(Stored dataset items)
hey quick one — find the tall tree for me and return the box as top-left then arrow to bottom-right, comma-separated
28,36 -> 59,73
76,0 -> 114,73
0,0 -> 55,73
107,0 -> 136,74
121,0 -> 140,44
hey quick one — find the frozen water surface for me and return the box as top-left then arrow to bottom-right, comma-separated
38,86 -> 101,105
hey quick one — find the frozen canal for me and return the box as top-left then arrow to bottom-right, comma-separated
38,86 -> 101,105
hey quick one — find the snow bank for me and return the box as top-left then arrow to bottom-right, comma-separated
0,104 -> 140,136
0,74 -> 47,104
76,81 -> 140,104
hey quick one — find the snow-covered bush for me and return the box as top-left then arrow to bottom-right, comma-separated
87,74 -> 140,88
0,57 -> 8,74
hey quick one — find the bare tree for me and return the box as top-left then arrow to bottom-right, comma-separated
...
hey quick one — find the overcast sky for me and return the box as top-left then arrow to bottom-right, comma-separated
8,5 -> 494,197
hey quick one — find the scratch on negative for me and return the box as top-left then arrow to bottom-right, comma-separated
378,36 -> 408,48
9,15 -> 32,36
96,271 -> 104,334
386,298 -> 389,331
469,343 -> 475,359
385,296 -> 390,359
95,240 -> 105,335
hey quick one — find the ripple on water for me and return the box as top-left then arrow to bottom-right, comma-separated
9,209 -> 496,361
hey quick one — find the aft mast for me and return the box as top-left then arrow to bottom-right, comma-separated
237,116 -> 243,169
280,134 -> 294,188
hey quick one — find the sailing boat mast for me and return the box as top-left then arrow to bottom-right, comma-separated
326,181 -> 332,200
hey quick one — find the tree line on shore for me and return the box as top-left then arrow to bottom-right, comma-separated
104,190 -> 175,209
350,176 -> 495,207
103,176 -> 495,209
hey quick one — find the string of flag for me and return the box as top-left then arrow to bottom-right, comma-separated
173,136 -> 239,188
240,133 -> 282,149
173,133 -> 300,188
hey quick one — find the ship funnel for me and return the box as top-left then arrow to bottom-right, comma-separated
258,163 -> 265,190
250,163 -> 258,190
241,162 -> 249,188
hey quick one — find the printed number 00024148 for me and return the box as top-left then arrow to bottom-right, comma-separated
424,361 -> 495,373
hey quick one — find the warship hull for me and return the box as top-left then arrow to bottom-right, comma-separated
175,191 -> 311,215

→ **Problem to work on**
Your answer should consist of the lines from the line with "hey quick one — find the snow bank" to the line with "hey quick one — find the bare" above, repeated exactly, both ends included.

→ **Solved problem**
hey quick one — find the snow bank for me and return the box as top-left then arrow to bottom-right, comma-separated
0,104 -> 140,136
0,74 -> 47,104
76,81 -> 140,104
hey quick one — find the snow-covered bush for me and return the box as top-left then arrow to bottom-right, comma-separated
87,74 -> 140,88
0,57 -> 8,74
hey quick one — find the bare tree for me and return the box as top-left then arrow to bottom-right, comma-separated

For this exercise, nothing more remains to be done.